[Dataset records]
-=-=-
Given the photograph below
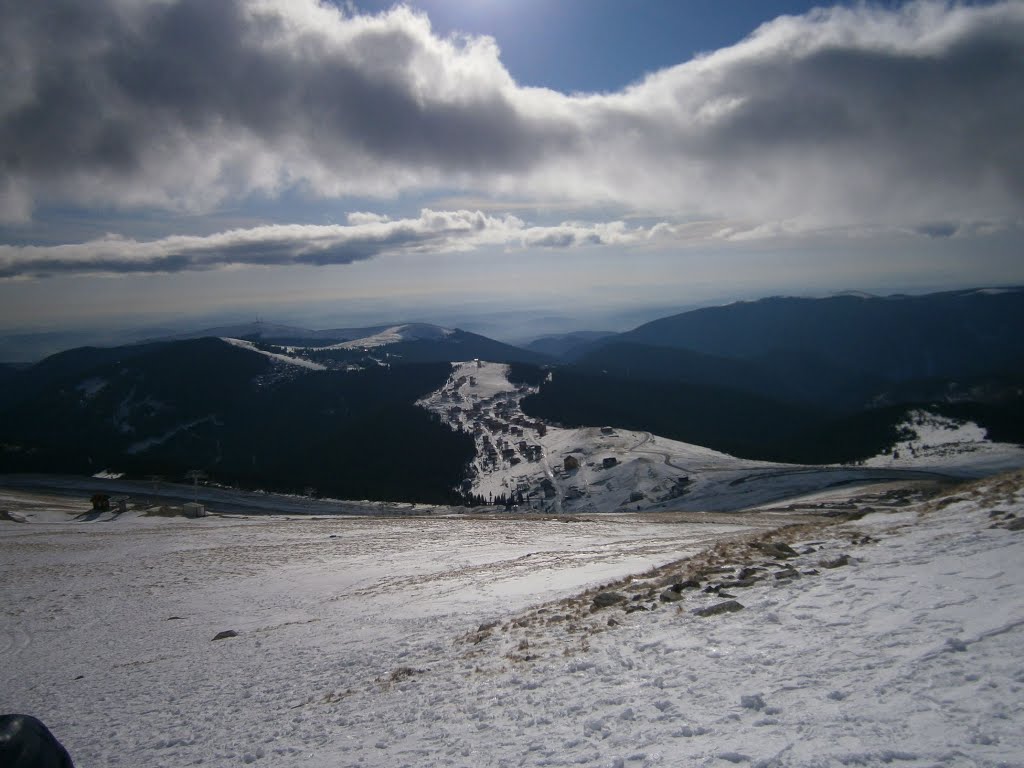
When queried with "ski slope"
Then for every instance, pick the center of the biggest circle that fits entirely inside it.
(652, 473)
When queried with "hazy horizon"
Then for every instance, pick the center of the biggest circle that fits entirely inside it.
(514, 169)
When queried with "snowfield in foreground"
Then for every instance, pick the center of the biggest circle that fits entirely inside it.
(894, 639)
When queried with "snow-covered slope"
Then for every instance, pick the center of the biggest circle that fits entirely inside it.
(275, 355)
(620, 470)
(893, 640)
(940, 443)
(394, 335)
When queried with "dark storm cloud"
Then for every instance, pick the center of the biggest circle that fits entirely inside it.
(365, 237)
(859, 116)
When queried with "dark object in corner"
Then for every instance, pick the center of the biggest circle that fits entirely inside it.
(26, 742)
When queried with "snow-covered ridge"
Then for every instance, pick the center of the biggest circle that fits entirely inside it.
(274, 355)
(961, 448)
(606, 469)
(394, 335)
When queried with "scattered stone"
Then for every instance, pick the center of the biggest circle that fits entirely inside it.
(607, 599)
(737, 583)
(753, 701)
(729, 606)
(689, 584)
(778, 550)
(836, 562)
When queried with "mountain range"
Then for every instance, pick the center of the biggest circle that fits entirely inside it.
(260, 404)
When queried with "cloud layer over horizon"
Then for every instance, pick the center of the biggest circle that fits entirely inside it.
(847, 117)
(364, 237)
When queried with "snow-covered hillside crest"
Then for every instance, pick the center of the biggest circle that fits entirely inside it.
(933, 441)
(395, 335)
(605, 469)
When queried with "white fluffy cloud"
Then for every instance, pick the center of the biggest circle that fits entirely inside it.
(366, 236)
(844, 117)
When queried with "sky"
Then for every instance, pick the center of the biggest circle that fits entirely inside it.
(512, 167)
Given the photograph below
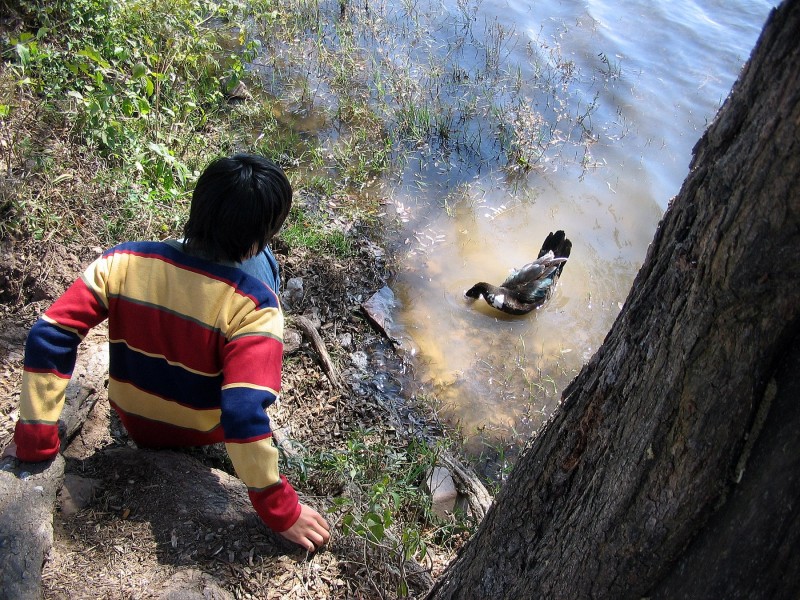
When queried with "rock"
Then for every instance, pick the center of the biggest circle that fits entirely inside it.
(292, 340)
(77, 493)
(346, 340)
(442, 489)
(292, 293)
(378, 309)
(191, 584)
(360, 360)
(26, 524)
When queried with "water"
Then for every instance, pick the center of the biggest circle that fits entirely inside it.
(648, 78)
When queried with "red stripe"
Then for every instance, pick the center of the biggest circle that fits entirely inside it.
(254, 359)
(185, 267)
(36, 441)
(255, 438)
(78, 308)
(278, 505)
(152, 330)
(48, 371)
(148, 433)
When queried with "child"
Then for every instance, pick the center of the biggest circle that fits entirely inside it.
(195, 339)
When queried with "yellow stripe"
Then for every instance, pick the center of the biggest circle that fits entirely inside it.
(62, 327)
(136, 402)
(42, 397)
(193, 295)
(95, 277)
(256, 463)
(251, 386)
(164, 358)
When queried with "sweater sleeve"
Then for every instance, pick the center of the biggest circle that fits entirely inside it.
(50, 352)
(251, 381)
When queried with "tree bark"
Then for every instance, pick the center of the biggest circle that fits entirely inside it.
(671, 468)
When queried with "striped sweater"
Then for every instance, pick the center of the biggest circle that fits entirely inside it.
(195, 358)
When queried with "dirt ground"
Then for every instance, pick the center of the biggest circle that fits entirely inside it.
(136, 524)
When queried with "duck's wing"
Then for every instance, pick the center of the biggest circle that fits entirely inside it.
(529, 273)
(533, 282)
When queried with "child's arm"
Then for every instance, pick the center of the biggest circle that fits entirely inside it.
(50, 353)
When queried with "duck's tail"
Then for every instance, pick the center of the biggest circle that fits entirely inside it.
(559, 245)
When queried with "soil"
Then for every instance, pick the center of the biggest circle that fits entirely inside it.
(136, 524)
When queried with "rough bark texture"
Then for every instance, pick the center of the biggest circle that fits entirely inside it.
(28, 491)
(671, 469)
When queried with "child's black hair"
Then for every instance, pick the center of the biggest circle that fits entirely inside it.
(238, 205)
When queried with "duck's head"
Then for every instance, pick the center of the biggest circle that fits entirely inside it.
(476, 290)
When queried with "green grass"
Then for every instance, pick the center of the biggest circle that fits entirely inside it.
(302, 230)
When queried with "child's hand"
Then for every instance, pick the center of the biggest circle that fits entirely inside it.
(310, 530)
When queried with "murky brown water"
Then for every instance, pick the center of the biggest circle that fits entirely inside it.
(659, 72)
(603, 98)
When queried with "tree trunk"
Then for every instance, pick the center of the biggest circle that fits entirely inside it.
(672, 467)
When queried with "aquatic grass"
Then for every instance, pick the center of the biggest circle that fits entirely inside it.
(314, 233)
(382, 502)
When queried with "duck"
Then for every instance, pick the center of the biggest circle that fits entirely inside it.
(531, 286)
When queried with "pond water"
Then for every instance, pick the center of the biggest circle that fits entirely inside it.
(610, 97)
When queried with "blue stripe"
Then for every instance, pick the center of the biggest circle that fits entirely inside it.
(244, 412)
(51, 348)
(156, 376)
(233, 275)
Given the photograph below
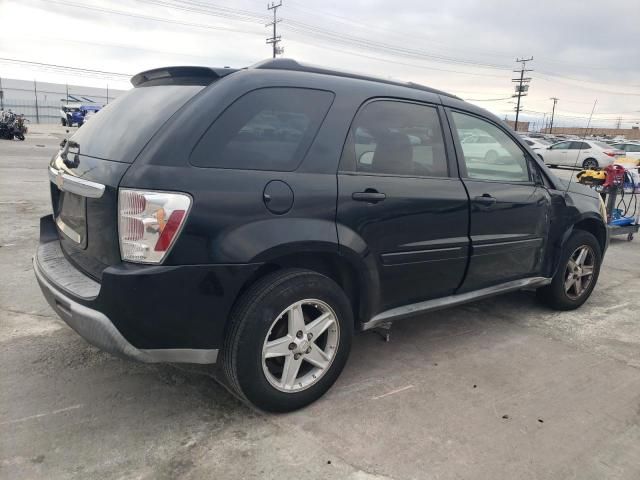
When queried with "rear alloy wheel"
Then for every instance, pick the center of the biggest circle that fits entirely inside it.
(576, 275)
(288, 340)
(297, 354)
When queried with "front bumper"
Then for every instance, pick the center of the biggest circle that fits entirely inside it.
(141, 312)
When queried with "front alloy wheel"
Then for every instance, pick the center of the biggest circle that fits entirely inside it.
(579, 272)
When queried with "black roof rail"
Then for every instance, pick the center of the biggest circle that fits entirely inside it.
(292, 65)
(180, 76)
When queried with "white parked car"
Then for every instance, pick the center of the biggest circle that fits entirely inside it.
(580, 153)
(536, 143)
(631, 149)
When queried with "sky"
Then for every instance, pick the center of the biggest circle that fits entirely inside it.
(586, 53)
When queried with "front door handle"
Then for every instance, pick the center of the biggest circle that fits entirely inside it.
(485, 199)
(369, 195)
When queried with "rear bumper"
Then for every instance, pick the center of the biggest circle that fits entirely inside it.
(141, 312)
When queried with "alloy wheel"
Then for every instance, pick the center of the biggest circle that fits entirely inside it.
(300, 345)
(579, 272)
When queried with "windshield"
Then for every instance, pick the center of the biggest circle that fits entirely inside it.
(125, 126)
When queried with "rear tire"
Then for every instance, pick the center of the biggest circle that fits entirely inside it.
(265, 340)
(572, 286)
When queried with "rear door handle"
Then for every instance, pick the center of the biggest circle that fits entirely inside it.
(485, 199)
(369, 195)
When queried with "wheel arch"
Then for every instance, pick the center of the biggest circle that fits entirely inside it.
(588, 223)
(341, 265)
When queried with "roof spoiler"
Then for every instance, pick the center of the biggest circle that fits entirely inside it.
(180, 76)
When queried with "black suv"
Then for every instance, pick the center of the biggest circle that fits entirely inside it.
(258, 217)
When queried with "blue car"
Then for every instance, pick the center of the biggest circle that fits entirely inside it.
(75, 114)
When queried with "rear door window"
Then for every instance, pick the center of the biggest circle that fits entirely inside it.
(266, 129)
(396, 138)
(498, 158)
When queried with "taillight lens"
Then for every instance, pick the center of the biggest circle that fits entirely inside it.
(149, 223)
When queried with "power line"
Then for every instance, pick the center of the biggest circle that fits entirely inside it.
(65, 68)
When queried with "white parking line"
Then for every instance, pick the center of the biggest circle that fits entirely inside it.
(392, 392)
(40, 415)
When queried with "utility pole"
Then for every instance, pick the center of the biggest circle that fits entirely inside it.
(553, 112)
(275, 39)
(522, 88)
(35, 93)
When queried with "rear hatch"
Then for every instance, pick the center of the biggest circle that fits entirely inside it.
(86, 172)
-=-=-
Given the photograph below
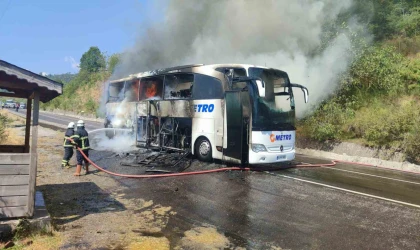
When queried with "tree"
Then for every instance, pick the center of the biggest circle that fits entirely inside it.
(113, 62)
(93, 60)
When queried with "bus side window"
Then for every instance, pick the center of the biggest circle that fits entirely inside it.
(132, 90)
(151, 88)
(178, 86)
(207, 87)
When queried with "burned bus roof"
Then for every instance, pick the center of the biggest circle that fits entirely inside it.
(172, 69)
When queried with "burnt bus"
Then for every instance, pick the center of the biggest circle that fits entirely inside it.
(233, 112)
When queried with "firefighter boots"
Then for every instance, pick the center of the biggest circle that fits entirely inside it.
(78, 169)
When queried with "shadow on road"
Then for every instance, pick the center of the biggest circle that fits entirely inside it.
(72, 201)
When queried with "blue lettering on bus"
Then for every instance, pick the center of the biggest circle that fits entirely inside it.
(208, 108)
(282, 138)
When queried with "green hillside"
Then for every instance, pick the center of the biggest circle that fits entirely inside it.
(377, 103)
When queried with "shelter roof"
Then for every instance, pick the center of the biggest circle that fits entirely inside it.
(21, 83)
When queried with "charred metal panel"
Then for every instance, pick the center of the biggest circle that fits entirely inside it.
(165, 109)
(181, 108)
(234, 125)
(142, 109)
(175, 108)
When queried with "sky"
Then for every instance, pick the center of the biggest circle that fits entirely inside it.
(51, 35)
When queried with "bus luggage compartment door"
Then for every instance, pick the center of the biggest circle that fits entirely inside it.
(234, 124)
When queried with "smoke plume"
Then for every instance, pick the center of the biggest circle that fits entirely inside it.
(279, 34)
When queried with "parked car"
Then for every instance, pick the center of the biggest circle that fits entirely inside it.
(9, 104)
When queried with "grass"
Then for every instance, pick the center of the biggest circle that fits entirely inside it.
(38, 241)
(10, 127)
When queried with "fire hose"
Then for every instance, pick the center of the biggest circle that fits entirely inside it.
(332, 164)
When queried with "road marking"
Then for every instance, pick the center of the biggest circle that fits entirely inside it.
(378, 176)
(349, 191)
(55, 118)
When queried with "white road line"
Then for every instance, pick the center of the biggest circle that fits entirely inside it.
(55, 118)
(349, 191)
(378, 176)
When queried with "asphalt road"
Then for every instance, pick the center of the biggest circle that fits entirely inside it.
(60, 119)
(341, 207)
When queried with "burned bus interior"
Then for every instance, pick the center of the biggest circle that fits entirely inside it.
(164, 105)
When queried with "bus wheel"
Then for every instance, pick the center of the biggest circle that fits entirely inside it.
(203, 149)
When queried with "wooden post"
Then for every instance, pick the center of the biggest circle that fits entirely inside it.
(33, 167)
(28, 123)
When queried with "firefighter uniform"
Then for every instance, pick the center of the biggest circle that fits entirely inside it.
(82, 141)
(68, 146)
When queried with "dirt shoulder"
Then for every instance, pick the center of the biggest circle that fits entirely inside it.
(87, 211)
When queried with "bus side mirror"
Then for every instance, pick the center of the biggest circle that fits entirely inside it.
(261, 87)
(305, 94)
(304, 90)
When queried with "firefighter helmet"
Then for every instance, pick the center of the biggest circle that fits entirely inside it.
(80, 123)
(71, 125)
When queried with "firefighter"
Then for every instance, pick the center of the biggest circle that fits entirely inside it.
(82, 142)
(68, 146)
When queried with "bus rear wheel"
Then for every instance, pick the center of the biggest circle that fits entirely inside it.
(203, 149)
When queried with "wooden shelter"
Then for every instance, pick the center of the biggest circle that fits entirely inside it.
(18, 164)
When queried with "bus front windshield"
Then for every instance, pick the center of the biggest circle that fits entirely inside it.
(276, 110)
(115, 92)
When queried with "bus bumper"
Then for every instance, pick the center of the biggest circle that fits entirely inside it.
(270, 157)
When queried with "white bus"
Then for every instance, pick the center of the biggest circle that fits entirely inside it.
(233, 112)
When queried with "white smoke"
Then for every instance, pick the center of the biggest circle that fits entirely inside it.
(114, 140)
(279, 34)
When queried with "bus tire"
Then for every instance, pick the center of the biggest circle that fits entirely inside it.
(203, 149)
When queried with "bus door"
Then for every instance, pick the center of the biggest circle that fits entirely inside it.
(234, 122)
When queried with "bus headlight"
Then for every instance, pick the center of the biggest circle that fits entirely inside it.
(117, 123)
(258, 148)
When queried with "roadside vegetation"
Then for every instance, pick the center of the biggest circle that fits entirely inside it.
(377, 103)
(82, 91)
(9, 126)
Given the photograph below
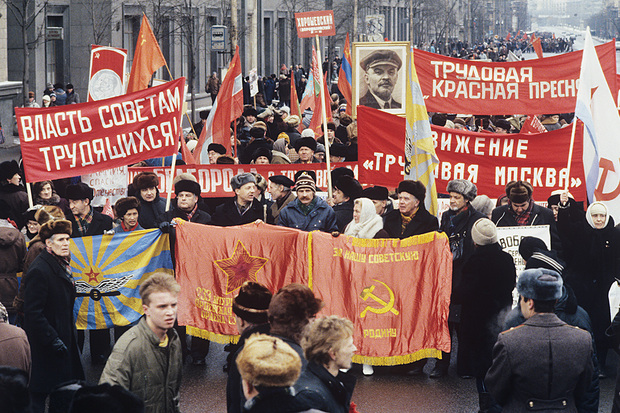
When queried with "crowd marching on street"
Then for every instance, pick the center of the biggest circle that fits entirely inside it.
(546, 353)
-=-=-
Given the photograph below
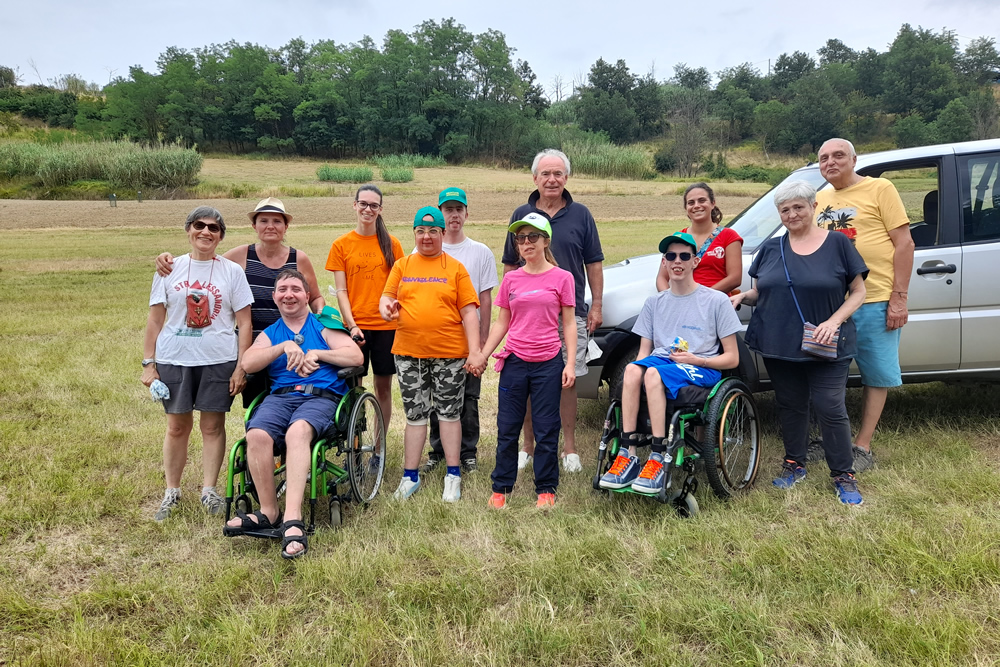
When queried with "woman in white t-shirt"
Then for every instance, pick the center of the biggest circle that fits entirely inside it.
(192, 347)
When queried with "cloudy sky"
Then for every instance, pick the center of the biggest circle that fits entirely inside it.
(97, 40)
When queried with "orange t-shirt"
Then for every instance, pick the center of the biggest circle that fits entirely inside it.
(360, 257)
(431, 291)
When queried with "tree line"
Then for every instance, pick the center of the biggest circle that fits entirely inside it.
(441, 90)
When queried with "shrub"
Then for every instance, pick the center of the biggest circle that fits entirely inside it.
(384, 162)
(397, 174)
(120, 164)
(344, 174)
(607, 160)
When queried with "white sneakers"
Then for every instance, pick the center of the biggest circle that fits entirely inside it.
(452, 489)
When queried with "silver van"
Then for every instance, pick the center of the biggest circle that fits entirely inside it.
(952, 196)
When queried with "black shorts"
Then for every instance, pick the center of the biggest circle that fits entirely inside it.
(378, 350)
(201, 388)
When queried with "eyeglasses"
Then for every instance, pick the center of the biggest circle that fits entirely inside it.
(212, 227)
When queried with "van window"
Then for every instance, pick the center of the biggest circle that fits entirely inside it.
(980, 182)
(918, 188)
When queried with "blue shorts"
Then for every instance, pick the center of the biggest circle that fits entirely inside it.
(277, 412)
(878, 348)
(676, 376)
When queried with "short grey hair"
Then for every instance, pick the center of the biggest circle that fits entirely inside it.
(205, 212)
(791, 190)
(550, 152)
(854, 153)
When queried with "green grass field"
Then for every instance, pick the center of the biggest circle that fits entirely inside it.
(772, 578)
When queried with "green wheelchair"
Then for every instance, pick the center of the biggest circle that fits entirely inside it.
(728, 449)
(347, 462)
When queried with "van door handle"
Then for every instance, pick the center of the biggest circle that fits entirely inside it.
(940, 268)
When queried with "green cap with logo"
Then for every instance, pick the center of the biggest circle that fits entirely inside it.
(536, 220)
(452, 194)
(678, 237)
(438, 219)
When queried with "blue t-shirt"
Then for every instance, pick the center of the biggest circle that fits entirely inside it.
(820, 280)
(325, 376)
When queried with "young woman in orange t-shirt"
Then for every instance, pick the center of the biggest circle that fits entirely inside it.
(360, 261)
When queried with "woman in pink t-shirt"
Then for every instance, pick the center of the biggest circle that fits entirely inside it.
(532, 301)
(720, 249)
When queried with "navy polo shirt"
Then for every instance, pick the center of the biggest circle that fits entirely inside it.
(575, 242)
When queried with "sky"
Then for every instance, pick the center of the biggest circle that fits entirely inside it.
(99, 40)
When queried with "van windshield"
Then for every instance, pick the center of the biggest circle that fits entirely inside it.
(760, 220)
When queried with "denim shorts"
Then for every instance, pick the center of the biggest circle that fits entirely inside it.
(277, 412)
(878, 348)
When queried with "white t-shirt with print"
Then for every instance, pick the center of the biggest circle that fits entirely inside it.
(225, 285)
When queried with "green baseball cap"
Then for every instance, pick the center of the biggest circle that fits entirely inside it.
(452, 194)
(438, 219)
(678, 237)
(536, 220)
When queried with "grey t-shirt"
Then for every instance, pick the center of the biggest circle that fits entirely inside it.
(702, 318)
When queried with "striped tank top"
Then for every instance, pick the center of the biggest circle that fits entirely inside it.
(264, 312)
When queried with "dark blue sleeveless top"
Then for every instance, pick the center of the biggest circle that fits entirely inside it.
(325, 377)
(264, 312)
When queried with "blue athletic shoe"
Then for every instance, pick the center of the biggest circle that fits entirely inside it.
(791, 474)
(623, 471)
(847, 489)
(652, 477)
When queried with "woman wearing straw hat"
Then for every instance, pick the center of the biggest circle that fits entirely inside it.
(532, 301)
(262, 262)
-=-=-
Count the lines in the rows above that contain the word "rear". Reply with the number alone.

7